## START STORED ROWS

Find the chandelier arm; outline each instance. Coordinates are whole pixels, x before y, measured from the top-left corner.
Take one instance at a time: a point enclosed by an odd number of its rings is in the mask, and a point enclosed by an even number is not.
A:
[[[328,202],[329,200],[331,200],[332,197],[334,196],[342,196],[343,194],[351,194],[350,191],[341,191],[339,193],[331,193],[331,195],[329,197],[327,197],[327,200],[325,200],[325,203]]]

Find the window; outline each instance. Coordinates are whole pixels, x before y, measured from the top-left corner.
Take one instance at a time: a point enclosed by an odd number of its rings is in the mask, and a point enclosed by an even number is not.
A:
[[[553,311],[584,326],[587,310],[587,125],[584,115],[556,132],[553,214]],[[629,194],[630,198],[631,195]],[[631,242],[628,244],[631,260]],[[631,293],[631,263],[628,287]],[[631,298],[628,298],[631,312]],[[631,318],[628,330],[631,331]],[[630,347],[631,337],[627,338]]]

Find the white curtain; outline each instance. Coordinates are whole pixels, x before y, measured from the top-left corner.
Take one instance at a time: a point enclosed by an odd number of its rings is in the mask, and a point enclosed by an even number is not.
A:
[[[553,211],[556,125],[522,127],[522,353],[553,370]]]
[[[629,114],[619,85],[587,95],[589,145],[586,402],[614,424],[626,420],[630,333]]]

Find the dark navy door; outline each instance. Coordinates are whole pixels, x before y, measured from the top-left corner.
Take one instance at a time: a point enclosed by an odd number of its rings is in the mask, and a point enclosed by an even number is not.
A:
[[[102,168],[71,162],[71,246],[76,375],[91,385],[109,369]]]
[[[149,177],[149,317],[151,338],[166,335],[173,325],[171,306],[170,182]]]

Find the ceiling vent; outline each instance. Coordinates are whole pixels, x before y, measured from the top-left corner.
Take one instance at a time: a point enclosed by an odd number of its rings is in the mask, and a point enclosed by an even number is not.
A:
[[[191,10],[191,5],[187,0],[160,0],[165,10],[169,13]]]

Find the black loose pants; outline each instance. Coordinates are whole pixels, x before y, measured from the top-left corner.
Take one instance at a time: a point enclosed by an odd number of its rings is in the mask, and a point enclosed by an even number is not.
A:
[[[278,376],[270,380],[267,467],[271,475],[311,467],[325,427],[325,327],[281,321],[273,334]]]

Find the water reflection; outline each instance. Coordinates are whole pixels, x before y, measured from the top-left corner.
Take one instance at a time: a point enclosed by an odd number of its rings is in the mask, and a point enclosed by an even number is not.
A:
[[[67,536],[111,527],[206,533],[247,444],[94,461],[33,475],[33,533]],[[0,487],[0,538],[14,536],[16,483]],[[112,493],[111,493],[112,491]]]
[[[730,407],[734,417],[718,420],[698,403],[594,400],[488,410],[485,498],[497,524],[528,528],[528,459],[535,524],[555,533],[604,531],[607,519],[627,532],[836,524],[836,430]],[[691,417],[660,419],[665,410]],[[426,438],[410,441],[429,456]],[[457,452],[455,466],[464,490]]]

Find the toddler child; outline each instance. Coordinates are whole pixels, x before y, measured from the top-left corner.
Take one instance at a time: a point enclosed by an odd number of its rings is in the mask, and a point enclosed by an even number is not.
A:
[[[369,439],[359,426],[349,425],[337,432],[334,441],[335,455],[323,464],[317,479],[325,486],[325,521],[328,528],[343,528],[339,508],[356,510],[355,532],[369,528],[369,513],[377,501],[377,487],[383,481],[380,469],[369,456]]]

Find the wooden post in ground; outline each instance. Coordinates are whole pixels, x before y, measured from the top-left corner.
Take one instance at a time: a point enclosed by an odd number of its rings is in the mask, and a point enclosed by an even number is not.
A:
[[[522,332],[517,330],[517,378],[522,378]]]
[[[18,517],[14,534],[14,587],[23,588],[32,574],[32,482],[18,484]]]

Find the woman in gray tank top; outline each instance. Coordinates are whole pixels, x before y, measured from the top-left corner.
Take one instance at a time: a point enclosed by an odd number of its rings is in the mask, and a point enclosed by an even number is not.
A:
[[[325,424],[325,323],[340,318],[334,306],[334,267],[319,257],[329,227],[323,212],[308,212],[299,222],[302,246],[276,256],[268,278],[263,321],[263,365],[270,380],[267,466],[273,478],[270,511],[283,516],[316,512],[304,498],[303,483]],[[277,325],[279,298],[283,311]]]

## END STORED ROWS

**TASK INSTRUCTIONS:**
Render every line of the listing above as a two-column Markdown table headed No. and Line, with one row per line and blank lines skipped.

**THE ANSWER:**
| No. | Line |
|---|---|
| 1 | Find the chandelier arm; outline each instance. Coordinates are whole pixels, x before y, measured from the top-left corner. |
| 2 | Take one instance at a time: a point enclosed by an odd number of its rings is in the mask, and a point enclosed by an even number is not. |
| 3 | A: |
| 4 | [[[328,202],[329,200],[331,200],[332,197],[334,196],[342,196],[343,194],[351,194],[350,191],[341,191],[339,193],[331,193],[331,195],[329,197],[327,197],[327,200],[325,200],[325,203]]] |
| 5 | Find the window; outline each instance. Coordinates are whole pixels, x before y, measured from the top-left corner. |
| 6 | Take one instance at a time: a point enclosed by an odd number of its rings is in the mask, and a point enclosed by an even number is not. |
| 7 | A: |
| 8 | [[[553,311],[584,326],[587,310],[587,125],[584,115],[556,132],[553,214]],[[629,194],[630,198],[631,195]],[[631,242],[628,244],[631,260]],[[631,293],[631,263],[628,287]],[[631,298],[628,298],[631,312]],[[631,318],[628,330],[631,331]],[[630,347],[631,337],[627,338]]] |
| 9 | Find the white curtain; outline each instance. Coordinates are whole pixels, x before y, measured from the top-left corner. |
| 10 | Take one instance at a time: a point enclosed by an odd number of its rings is in the mask, and a point enclosed by an even number is not. |
| 11 | A: |
| 12 | [[[553,211],[556,125],[522,127],[522,353],[553,370]]] |
| 13 | [[[629,114],[619,85],[587,95],[589,145],[586,402],[614,424],[626,420],[630,333]]] |
| 14 | Find the dark navy door; outline each instance. Coordinates are whole pixels, x before y, measured from the top-left corner. |
| 15 | Take one instance at a time: a point enclosed by an odd number of its rings is in the mask, and a point enclosed by an even number is not. |
| 16 | A: |
| 17 | [[[102,168],[71,162],[71,246],[76,375],[91,385],[109,369]]] |
| 18 | [[[149,177],[149,317],[151,338],[166,335],[173,325],[171,306],[170,182]]] |
| 19 | Find the ceiling vent; outline each instance. Coordinates are whole pixels, x before y, measured from the top-left corner. |
| 20 | Take one instance at a time: a point enclosed by an odd number of its rings is in the mask, and a point enclosed by an even number is not. |
| 21 | A: |
| 22 | [[[191,10],[191,5],[187,0],[160,0],[165,10],[169,13]]] |
| 23 | Find the black loose pants; outline each instance. Coordinates are whole pixels, x before y, measured from the top-left corner. |
| 24 | Take one instance at a time: a point enclosed by an odd number of its rings is in the mask, and a point enclosed by an even number is not. |
| 25 | A: |
| 26 | [[[278,376],[270,380],[267,467],[271,475],[311,467],[325,427],[325,327],[281,321],[273,334]]] |
| 27 | Find the water reflection; outline each instance. Coordinates are whole pixels, x before y, measured from the top-left corner. |
| 28 | Take one instance at a time: a point enclosed by an odd number of its rings is in the mask, and a point enclosed by an even number is not. |
| 29 | A: |
| 30 | [[[67,536],[111,527],[206,533],[247,444],[94,461],[33,475],[33,533]],[[0,487],[0,538],[14,536],[16,483]],[[112,493],[111,493],[112,491]]] |
| 31 | [[[730,407],[734,417],[718,420],[698,403],[594,400],[488,410],[485,498],[497,524],[528,528],[528,459],[535,524],[555,533],[604,531],[607,519],[627,532],[836,524],[836,430]],[[691,417],[660,419],[665,410]],[[426,438],[410,441],[429,456]],[[457,452],[455,466],[464,490]]] |
| 32 | Find the toddler child; outline each instance. Coordinates are whole pixels, x before y, measured from the top-left corner. |
| 33 | Take one instance at a time: a point enclosed by an odd number of its rings is in the mask, and a point enclosed by an even number is not. |
| 34 | A: |
| 35 | [[[369,439],[359,426],[349,425],[337,432],[334,441],[335,455],[323,464],[317,479],[325,486],[325,521],[328,528],[343,528],[339,508],[356,510],[355,532],[369,528],[369,513],[377,501],[377,487],[383,481],[380,469],[369,456]]] |
| 36 | Find the wooden post in ground; outline each instance. Coordinates are whole pixels, x before y, measured from the top-left corner. |
| 37 | Take one instance at a time: a point enclosed by an odd number of its rings is in the mask, and a point enclosed by an even number is not. |
| 38 | A: |
| 39 | [[[522,332],[517,330],[517,378],[522,378]]] |
| 40 | [[[18,517],[14,534],[14,587],[23,588],[32,574],[32,482],[18,484]]] |
| 41 | Find the woman in gray tank top; outline each instance. Coordinates are whole pixels, x before y, measured from the top-left corner. |
| 42 | Take one instance at a time: a point enclosed by an odd number of its rings is in the mask, and a point enclosed by an even number is not. |
| 43 | A: |
| 44 | [[[325,424],[325,323],[340,318],[334,306],[334,267],[319,257],[329,227],[323,212],[308,212],[299,222],[302,246],[276,256],[268,278],[263,321],[263,365],[270,380],[267,466],[273,478],[270,511],[283,516],[316,512],[304,498],[303,483]],[[277,325],[279,298],[283,311]]] |